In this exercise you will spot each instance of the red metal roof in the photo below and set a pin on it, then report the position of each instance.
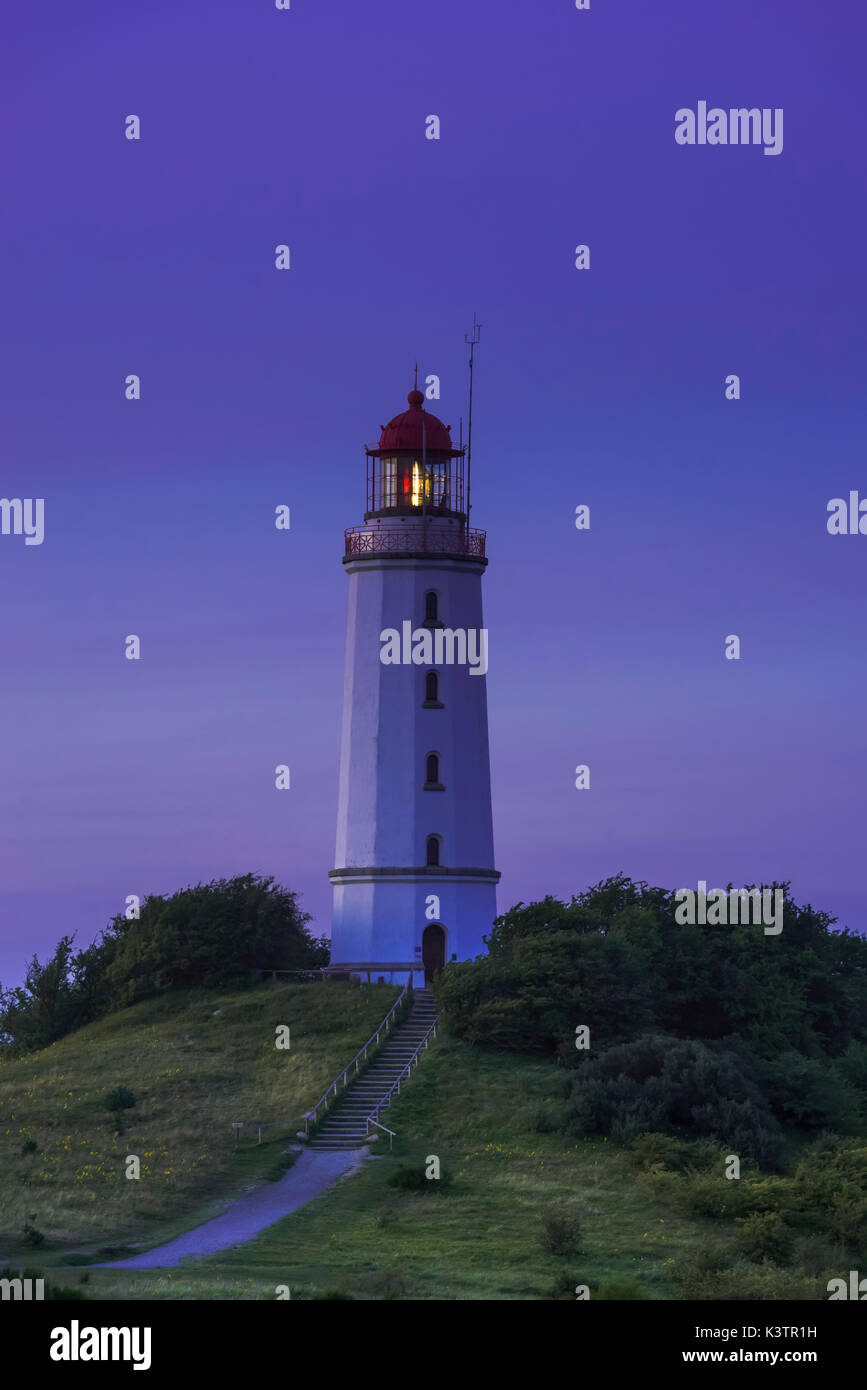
--
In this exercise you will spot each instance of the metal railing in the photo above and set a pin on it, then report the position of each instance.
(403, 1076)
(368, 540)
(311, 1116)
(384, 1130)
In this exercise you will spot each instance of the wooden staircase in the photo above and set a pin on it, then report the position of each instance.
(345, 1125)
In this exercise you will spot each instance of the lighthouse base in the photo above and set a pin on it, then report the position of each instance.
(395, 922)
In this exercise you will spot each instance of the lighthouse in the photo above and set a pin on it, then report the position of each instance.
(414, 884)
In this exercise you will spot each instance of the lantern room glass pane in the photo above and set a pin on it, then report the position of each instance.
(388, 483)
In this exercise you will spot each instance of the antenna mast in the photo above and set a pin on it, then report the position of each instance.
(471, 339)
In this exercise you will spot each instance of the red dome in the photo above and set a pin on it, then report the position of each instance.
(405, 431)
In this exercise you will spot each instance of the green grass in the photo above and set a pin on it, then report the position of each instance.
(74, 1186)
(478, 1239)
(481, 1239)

§ What needs to be done: Turn everything in the records from the line containing "In this exercise you will spot each instance of the antenna" down to the line containing "(481, 1239)", both lines included, into a numbered list, leaving out any blank lines.

§ Worked answer:
1. In this exercise you will spot each instance of the antenna mast in the photo above and set a pin on it, then report the position of each instance.
2. (471, 339)
3. In this exercise you will spot each instance of the red dome in the photo above and set a pin on it, then report the position of each instance.
4. (405, 431)
5. In this exercise you will spot each instance of the green grass in the photo above and set a pin on it, then report the position of each instance.
6. (74, 1186)
7. (478, 1239)
8. (481, 1239)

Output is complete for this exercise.